(Beginning of Selected passage)

The Englewood Nature Trail is part of the city’s multimillion-dollar investment stretching 1.75 miles along an unoccupied railroad corridor. Once owned by Norfolk Southern, the city acquired the land in 2018 and invested $6 million for phase one design. This summer, the U.S. Department of Transportation awarded $20 million in grant funding for the design and construction of the trail project. Since the success of the 606 Trail on the city’s Northside, a group of community agriculturists proposed this project as a productive commitment to bring vitality to Englewood through urban agriculture and clean environmental development.
Anton Seals, Jr. played a significant role in the effort to bring legislative awareness and fight for funding for the Englewood Nature Trail. He co-founded Grow Greater Englewood with Sonya Harper nearly eight years ago.
“We started in 2014 when it wasn’t an organization; it was just a coalition. We were looking to ensure it would be Black people represented in this urban agricultural movement. They announced Whole Foods would be in Englewood, which led to a community benefits agreement. In 2016, we had seed money to grow, and in 2017, Sonya became the State Representative for the district,” he says.
Instead of allowing the hard work and dedication of the group to subside, Seals decided to officially step in to run the operations as Executive Director in 2018. The organization has a small group of paid staffers and a larger group of volunteers to expand its mission of creating a landscape of ‘agri-culture’ for the community.
Seals attended Columbia College with interest in filmmaking and production and later landed a Congressional staffer position for Congressman Bobby Rush. Working several years as a Senior caseworker, Seals was at the heart of understanding the lack of resources in underserved communities like Englewood.
Over 30 years, the once vibrant middle-class community of homeowners and merchants gradually dwindled from fighting high crime, a horrific mortgage crisis, declining businesses, and Black residents relocating to the suburbs.

(End of Selected passage)
(Beginning of Data to examine)

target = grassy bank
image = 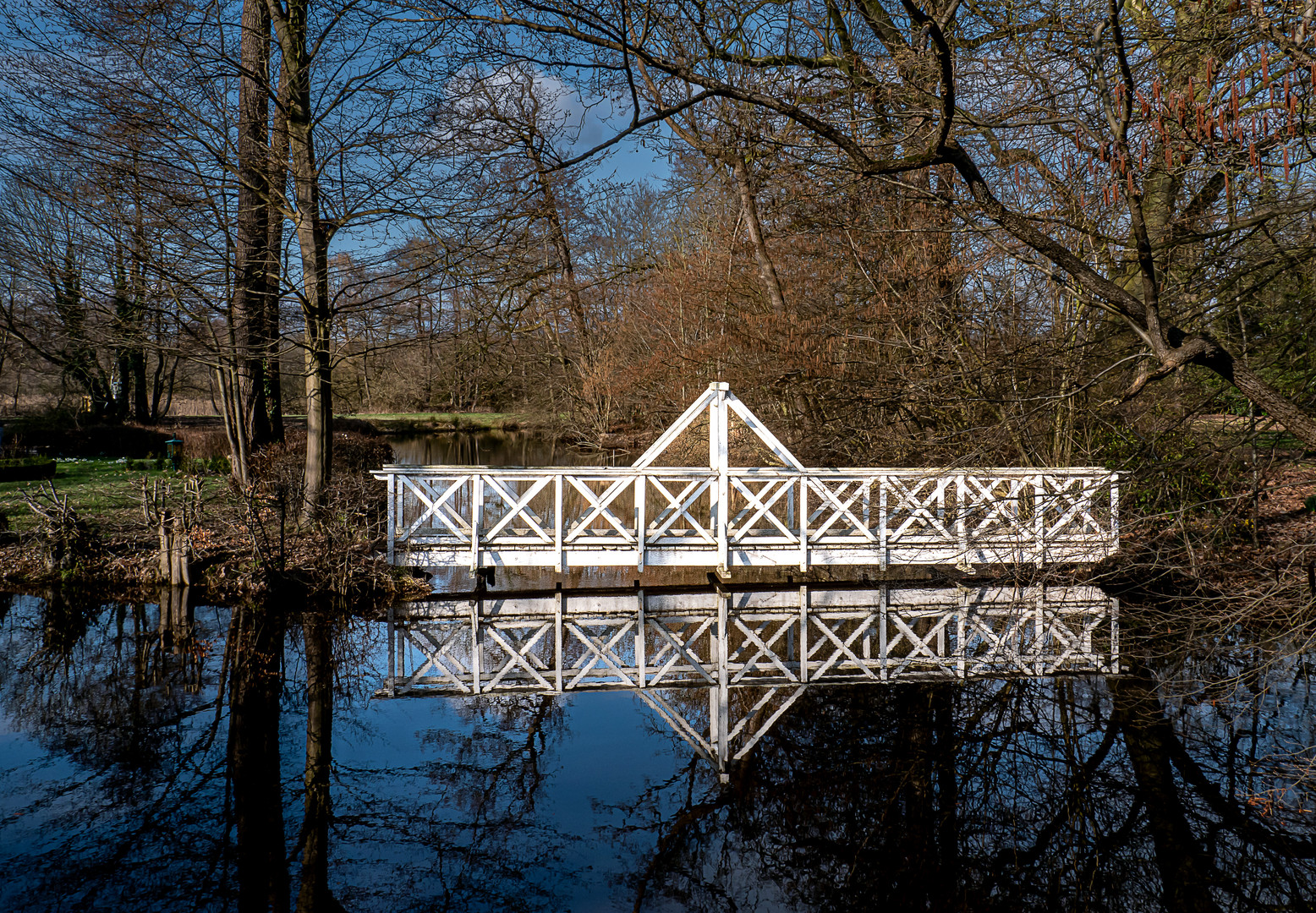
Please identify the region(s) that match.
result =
[0,459,210,532]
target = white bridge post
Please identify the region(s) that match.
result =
[708,383,731,577]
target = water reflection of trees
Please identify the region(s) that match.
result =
[0,587,1316,910]
[622,649,1316,910]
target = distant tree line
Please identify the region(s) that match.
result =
[0,0,1316,518]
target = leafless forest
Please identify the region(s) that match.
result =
[0,0,1316,525]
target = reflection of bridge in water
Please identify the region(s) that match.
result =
[376,584,1119,769]
[375,384,1120,574]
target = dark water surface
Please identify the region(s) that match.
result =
[390,429,634,466]
[8,433,1316,913]
[0,594,1316,910]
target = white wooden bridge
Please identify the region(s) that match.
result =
[374,383,1120,575]
[376,584,1120,771]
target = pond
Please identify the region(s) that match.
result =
[0,584,1316,910]
[388,429,634,466]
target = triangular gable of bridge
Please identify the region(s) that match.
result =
[632,381,804,470]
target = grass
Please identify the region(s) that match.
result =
[0,459,218,530]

(End of Data to examine)

◆ **What you will do**
1. Duplicate the part of the Englewood Nature Trail article from "Seals attended Columbia" up to and including "communities like Englewood.".
2. Write the next part of the Englewood Nature Trail article, picking up after its last sentence.
The records are separate material and have nothing to do with the article on the Englewood Nature Trail.

◆ **Answers by item**
1.
Seals attended Columbia College with interest in filmmaking and production and later landed a Congressional staffer position for Congressman Bobby Rush. Working several years as a Senior caseworker, Seals was at the heart of understanding the lack of resources in underserved communities like Englewood.

2.
My grandparents were born here, so I’m a third-generation Chicagoan. Many folks’ families came from different parts of the South in the 1940s and 1950s. Back then, there was no Dan Ryan expressway separating Washington Park and Englewood,” Seals explains, whose family lived at 56th and Princeton before World War II.
Decades later, during the mortgage crisis in 2008, residents were leaving the neighborhood, often abandoning their property from foreclosure, and developers were scooping them up for a fraction of the original value. As a result, some properties were demolished, leaving numerous vacant lots, creating an eye sore for the area.
While working as a Congressional staffer, Seals would work directly with community advocates fighting for better food access in Englewood.
“Some awareness started when I worked for Congressman Rush in the 1st Congressional district. Bobby doesn’t get credit for it. We hated the term ‘food desert,’ but that was part of the concession. He was the member who championed this issue with the Congressional Black Caucus.
“So, I had free reign in the district office because I was the doing work. I did my casework, but I was organizing as well. We created Good Greens, an urban agricultural group. We would gather food advocates to inform USDA Region 5 of these efforts, which became the framework for a clearing house for all the resources,” Seals added.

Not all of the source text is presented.